##### DOCUMENT

Proposals for Number Parsing in ICU 61

Modular Greedy

I am proposing a new implementation to launch in ICU4J and ICU4C 61.  I call this one "modular greedy".  The basic approach starts with defining an ordered list of matchers.  At each point in the string, ask each matcher, in order, to attempt to consume the string starting at the current offset.  When a match succeeds, update the offset and go back to the top of the ordered list of matchers.  When no matchers can match anything else, you are done.

The pseudocode for "modular greedy" is something like:

def parse(string, results) -> void:

        return if string is empty  # base case

        for matcher in matchers:

                num_chars_consumed, _ = matcher.match(string, results)

                if num_chars_consumed > 0:

                        parse(string[num_chars_consumed:], results)

                        break

In this pseudo-code, "results" is the output variable.

Here is a bare bones naive implementation of a simple minus sign matcher to illustrate how matchers work:

class MinusSignMatcher implements MatcherInterface:

        def match(string, results) -> (int, bool):

                # Minus sign options: "-" and "**"

                if string[:1] == "-":

                        results.is_negative = true

                        return 1, false  # num_chars_consumed, want_more

elif string[:2] == "**":

                        results.is_negative = true

                        return 2, false

                elif string == "*":

                        # Partial prefix match: ask for another char.

                        return 0, true

                return 0, false  # no match

Modular Non-Greedy

In addition, with the ordered list of matchers, it is easy to supplement a slower, "modular non-greedy" algorithm that handles a few extra corner cases with very high code reuse.  This algorithm no longer lets matchers greedily eat up as many chars as they want.  It essentially tries giving the matcher every possible length, checking each time to see if any of the other matchers are interested in what comes next.  For slightly better efficiency, the matcher is allowed to say whether it is interested in seeing more of the string beyond the given segment.

def parse_non_greedy(string, results) -> void:

  return if string is empty  # base case

  initial = results.clone()

  for matcher in matchers:

    for num_chars in 1 through string.length:

      candidate = initial.clone()

      num_chars_consumed, want_more = matcher.match(string[:num_chars], candidate)

##########
##### GIVEN ENTRIES

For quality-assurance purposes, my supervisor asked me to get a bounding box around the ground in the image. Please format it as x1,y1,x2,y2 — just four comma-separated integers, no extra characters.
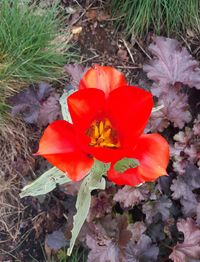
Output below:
0,0,200,262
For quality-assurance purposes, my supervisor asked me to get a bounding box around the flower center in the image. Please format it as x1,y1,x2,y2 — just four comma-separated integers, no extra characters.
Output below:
86,119,120,148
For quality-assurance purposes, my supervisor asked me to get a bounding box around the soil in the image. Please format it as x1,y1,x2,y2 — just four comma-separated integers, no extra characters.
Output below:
0,0,200,262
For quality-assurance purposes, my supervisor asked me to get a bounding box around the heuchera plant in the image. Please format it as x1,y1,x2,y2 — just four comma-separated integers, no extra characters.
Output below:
32,65,169,255
37,65,169,186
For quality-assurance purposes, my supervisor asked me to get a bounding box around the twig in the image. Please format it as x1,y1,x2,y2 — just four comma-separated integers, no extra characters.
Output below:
122,39,135,64
81,55,99,64
134,38,152,60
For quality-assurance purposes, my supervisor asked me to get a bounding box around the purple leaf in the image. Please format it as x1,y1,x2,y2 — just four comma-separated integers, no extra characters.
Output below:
169,218,200,262
142,196,172,224
123,234,159,262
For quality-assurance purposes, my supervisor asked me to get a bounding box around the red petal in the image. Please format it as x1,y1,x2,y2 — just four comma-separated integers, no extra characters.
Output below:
37,120,93,181
107,86,153,148
87,146,133,163
79,65,127,96
108,134,169,186
67,88,105,133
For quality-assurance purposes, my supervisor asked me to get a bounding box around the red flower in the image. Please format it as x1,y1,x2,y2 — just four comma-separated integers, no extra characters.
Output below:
38,66,169,186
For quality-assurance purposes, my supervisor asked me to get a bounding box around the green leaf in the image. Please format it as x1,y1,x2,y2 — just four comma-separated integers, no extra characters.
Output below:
114,157,140,173
20,167,71,198
60,89,76,123
67,160,110,256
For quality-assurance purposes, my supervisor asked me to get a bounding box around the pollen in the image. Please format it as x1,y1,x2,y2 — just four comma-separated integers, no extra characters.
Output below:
86,119,120,148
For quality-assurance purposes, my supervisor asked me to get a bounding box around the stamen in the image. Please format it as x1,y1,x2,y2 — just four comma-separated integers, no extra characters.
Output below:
86,119,120,148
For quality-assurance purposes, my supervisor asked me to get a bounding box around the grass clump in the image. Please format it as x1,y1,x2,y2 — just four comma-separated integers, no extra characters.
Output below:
112,0,200,37
0,0,73,97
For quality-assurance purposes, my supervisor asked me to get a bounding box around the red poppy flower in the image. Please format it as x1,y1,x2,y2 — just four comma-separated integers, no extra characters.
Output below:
37,66,169,186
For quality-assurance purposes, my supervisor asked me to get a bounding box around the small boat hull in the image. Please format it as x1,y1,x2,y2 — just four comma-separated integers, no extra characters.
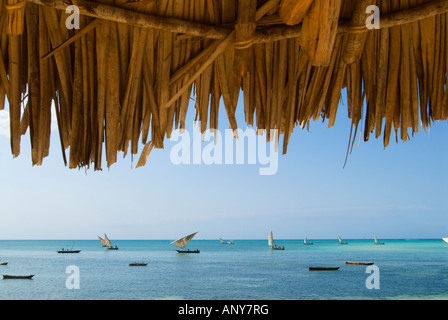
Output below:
176,250,200,253
345,261,373,266
3,274,34,279
309,267,339,271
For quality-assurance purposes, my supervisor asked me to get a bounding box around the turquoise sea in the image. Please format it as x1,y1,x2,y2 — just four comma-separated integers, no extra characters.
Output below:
0,239,448,300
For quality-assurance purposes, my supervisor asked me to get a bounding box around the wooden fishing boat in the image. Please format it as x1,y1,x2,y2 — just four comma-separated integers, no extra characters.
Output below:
268,231,285,250
338,237,347,244
303,237,313,246
309,267,340,271
176,249,201,253
219,238,235,244
58,242,81,253
171,232,200,253
100,234,118,250
345,261,373,266
3,274,34,279
58,249,81,253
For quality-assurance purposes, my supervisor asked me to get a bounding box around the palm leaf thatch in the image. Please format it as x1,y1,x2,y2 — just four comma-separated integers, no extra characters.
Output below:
0,0,448,170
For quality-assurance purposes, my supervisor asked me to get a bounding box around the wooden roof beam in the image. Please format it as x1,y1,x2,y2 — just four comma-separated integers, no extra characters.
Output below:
26,0,232,39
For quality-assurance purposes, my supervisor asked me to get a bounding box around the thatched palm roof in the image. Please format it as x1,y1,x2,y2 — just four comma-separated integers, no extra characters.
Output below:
0,0,448,169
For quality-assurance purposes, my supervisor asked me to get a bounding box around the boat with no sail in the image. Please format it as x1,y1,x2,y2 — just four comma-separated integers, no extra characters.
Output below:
171,232,200,253
303,237,313,246
219,238,235,244
57,242,81,253
345,261,373,266
308,267,340,271
268,231,285,250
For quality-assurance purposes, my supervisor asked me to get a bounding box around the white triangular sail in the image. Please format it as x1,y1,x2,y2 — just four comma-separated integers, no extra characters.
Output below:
171,232,197,249
97,236,106,247
268,231,274,247
104,234,112,247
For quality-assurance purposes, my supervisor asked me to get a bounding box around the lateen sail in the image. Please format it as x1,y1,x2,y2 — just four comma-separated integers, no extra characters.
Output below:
97,236,106,247
104,234,112,247
171,232,197,249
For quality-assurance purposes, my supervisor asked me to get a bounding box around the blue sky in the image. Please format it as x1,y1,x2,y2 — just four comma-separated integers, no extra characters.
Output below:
0,90,448,240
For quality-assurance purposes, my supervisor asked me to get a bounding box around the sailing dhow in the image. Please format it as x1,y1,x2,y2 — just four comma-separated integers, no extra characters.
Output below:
268,231,285,250
97,236,107,247
171,232,200,253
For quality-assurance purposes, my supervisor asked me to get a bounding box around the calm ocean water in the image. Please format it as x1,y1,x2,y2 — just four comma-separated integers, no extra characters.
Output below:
0,239,448,300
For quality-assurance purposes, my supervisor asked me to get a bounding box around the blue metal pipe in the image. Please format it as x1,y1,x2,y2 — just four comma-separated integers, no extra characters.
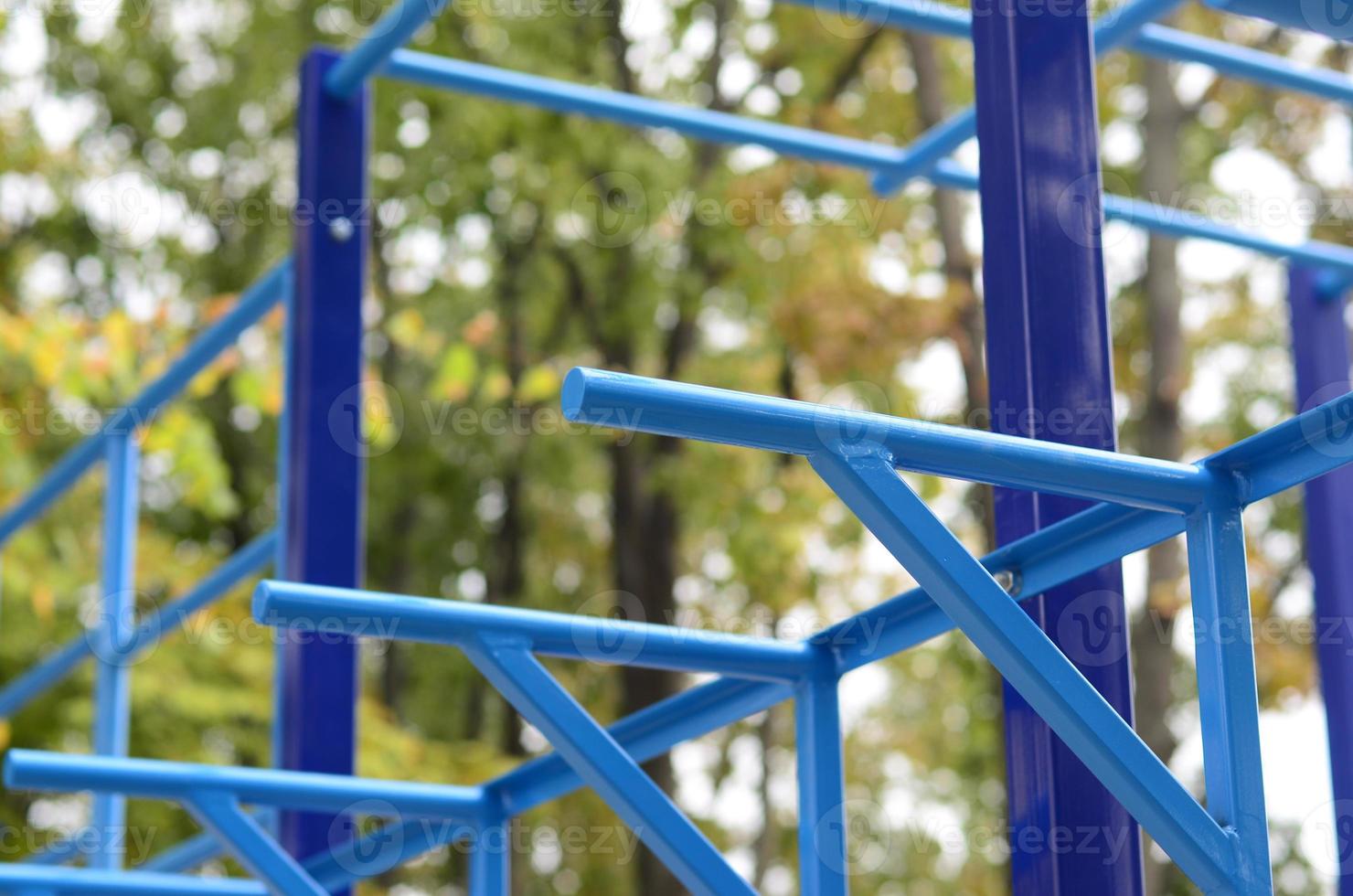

##########

PROBLEMS:
[1] According to the number parsing proposal, which two ICU libraries is the "modular greedy" implementation meant to launch in?
[2] Rewrite the paragraph of the number parsing proposal that begins "I am proposing a new implementation" as a short list of steps, keeping its main facts.
[3] Do these statements agree with the number parsing proposal? Answer yes or no for each, quoting the deciding words. (a) In modular greedy, a successful match sends the parse back to the top of the matcher list. (b) The modular non-greedy algorithm is faster than modular greedy. (c) In the pseudocode, "results" is the output variable.

EXERCISE SOLUTIONS:
[1] ICU4J and ICU4C 61.

[2]
- Proposed new implementation for ICU4J and ICU4C 61, called "modular greedy."
- Start by defining an ordered list of matchers.
- At each point in the string, ask each matcher in order to try to consume the string from the current offset.
- When a match succeeds, update the offset and return to the top of the matcher list.
- Stop when no matcher can match anything else.

[3]
(a) Yes: "When a match succeeds, update the offset and go back to the top of the ordered list of matchers."
(b) No: "it is easy to supplement a slower, "modular non-greedy" algorithm"
(c) Yes: "In this pseudo-code, "results" is the output variable."